TASK INPUTS:
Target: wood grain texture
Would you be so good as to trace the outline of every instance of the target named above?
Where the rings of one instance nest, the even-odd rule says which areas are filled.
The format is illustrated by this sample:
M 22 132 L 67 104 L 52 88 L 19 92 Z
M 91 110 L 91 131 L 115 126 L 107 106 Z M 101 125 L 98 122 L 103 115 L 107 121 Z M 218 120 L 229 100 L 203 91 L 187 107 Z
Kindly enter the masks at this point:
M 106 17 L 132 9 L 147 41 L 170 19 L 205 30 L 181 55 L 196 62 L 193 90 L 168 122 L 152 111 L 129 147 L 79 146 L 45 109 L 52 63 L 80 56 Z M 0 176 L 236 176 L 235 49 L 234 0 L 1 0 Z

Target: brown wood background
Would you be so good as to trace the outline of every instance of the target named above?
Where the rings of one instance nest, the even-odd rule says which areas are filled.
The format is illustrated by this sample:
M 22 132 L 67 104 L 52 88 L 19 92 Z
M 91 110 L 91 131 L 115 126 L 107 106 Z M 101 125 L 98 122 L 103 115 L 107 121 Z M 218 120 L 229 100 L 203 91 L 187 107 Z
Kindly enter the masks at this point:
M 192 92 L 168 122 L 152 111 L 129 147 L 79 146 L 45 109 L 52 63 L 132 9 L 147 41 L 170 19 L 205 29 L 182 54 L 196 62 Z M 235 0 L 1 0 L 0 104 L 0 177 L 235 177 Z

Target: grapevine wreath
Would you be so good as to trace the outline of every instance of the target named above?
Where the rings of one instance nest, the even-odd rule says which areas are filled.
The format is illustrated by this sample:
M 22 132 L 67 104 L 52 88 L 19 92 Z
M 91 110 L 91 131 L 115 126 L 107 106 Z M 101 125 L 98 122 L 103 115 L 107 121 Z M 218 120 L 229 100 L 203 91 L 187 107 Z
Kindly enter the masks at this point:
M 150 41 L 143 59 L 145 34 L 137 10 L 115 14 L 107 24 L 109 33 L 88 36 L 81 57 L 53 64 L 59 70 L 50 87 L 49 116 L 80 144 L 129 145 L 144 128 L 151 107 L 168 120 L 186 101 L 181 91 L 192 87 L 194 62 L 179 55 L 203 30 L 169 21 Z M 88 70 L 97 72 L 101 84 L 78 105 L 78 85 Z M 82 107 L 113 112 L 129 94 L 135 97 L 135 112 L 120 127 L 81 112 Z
==
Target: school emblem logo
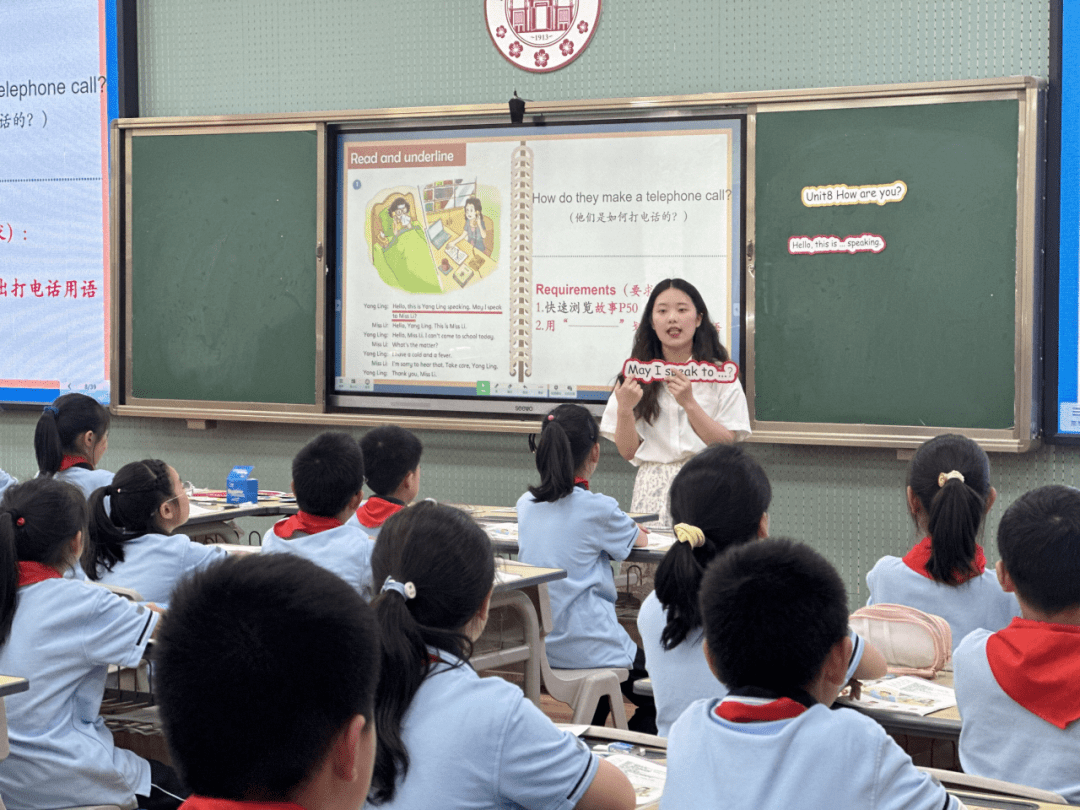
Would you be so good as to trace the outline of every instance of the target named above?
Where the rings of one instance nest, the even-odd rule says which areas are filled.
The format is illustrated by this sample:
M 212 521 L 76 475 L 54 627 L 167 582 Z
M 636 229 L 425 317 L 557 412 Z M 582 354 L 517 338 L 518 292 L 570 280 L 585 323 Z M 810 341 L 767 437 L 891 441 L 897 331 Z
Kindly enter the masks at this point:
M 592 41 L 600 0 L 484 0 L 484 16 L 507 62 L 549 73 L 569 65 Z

TASK STATEMENT: In the listing above, quote exactly the lines from the one containing "Target: wood grain texture" through the one containing "M 106 17 L 132", inclusive.

RESPONSE FOR THIS EXERCISE:
Target: wood grain texture
Would you be so good as to trace the outline of every instance of the target named above?
Where the rings of one instance nest, the even-odd rule says which areas are filled.
The format is illustrated by this sample:
M 22 132 L 67 104 L 52 88 L 19 92 Z
M 91 110 L 91 131 L 115 126 L 107 106 Z M 101 125 L 98 122 L 103 115 L 107 121 Z M 218 120 L 229 100 L 203 91 L 187 107 Z
Kindly enter the masks at this point:
M 106 17 L 132 9 L 147 41 L 170 19 L 205 30 L 181 55 L 196 62 L 193 90 L 168 122 L 152 111 L 129 147 L 79 146 L 45 109 L 52 63 L 80 56 Z M 0 176 L 236 176 L 235 49 L 234 0 L 1 0 Z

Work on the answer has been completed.